### Exercise directions
Extract every entry word for word.

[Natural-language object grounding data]
• • • • • • •

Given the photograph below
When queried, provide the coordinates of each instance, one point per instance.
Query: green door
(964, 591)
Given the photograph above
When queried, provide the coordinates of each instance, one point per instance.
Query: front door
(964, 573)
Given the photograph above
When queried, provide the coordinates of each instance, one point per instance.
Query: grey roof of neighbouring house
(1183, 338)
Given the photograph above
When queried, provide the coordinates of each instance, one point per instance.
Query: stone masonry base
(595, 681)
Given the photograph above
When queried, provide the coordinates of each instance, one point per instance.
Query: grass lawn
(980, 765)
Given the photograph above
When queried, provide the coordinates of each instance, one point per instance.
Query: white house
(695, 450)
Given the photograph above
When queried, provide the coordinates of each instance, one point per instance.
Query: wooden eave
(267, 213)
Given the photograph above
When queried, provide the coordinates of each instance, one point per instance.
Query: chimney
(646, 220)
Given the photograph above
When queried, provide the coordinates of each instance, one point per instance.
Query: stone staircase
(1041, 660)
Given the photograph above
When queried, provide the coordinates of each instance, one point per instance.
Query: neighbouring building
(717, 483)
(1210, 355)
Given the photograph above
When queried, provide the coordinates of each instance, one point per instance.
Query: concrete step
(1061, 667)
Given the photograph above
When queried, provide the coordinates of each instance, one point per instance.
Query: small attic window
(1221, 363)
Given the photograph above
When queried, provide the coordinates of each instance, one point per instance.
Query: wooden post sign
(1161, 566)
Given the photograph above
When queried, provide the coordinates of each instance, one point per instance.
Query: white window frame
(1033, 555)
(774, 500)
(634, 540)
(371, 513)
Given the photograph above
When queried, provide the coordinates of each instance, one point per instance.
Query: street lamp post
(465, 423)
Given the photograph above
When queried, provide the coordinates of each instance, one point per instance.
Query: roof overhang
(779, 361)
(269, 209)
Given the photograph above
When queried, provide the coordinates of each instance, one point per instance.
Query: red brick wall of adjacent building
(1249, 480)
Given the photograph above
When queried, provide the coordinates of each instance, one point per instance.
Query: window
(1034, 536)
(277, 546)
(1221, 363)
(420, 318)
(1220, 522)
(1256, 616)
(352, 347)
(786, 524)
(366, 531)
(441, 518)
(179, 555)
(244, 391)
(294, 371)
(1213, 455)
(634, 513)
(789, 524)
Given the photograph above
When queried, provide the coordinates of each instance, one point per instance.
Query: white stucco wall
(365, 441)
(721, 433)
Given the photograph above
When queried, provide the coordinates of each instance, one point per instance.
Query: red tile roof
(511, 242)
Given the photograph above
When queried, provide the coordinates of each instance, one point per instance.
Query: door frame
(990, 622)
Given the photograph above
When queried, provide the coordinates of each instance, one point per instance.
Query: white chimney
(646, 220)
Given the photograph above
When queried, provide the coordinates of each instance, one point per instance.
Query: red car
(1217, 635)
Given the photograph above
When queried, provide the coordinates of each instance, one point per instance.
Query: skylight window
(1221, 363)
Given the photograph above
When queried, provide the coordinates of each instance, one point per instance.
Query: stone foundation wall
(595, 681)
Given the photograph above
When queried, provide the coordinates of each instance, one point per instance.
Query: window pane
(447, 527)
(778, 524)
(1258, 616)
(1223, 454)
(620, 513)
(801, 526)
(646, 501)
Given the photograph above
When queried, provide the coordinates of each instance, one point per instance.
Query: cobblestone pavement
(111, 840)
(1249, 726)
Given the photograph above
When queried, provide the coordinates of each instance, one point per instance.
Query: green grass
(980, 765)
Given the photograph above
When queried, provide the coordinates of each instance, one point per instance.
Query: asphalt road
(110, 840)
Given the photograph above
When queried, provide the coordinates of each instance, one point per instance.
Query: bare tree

• • • • • • •

### Task response
Given the photograph below
When queried, provide the coordinates of each instance, one point per instance.
Query: green door
(964, 591)
Given the photograph above
When queried, provide the coordinates of each instance, one point per instance.
Query: front door
(964, 573)
Given the photograph above
When queried, provide the coordinates of each instance, one point per instance.
Query: grey roof of neighbouring house
(1183, 338)
Given the photograph above
When queried, provide the coordinates of each instance, one point per instance.
Query: stone masonry base
(595, 681)
Given the photograph above
When queried, provide the coordinates of each instance, one point per instance.
Query: grass lawn
(980, 765)
Given the photograph above
When queried, provide the coordinates of each instance, one point per instance.
Query: white house
(695, 450)
Given the photograph above
When queried, provide the coordinates of each instance, one point per instance.
Query: wooden eave
(267, 213)
Given the photograph above
When queried, provide the coordinates of each instance, one point per instance.
Query: chimney
(646, 220)
Given the photograph above
When queried, provide the coordinates of each instance, one point per instance.
Query: stone staircase
(1041, 660)
Given the photograph above
When queried, provide the coordinates of each instance, one point per instance.
Query: neighbouring building
(717, 483)
(1210, 355)
Given the photograph above
When queried, provide the coordinates of each instance, one point per instance.
Query: concrete step
(1061, 667)
Given the photograph above
When queried, provide the coordinates of each instance, one point per instance.
Query: small attic window
(1221, 363)
Given the photograph above
When queried, provide the coordinates of each instance, one point per instance.
Query: wooden post sign
(1161, 566)
Given the photograph above
When queried, provide the coordinates of each instance, one point per instance.
Query: white window frame
(1033, 555)
(774, 500)
(634, 540)
(371, 513)
Given the photograph above
When queried, provide the coordinates of each instance, one point per instance.
Query: street lamp post
(465, 423)
Given the photograph above
When queried, provide the coordinates of each instance, one point per instance.
Query: roof overhang
(779, 361)
(269, 209)
Given the photograph above
When queried, provide the coordinates of each instance, one point per instance.
Query: red brick wall of adjacent building
(1249, 480)
Given the photograph above
When queried, provide the coordinates of each instance, one point per instance.
Query: window
(1034, 536)
(277, 546)
(1221, 363)
(420, 318)
(1220, 522)
(1256, 616)
(352, 347)
(786, 524)
(366, 531)
(441, 518)
(179, 555)
(244, 391)
(294, 371)
(1213, 455)
(634, 513)
(789, 524)
Given the photograph above
When queried, provide the coordinates of each instance, one point per instance.
Query: white stucco wall
(365, 441)
(721, 433)
Given the photograph above
When queried, provide the coordinates of each instance, one point per instance.
Query: red tile roof
(511, 242)
Given the photograph above
When queried, provide the coordinates of each instance, one point per instance.
Query: door frame
(990, 622)
Given the photograph above
When queried, provide the coordinates of each instance, one point per instance.
Query: white chimney
(646, 220)
Given the photograph above
When queried, provide the coordinates of each instance, one point per instance.
Query: red car
(1217, 635)
Given the photograph above
When queried, provide the coordinates of each instance, one point per instance.
Query: skylight window
(1221, 363)
Given the photograph above
When queried, provide the coordinates of each instance, one point per instance.
Query: stone foundation wall
(595, 681)
Given the photograph above
When queried, provide the coordinates of each instance, one point per instance.
Query: window pane
(447, 527)
(778, 524)
(1258, 616)
(1223, 454)
(620, 513)
(801, 526)
(646, 501)
Given the photograph above
When queried, provide the coordinates of each instance, one point per instance.
Query: cobblestone pavement
(111, 840)
(1249, 726)
Given the photograph above
When queried, provide the coordinates of each instance, one point per instance.
Query: green grass
(980, 765)
Given the photograph above
When queried, provide the coordinates of each instance, one point per instance.
Query: asphalt road
(110, 840)
Given the photograph above
When queried, provide the coordinates of each instance, one point per instance.
Query: bare tree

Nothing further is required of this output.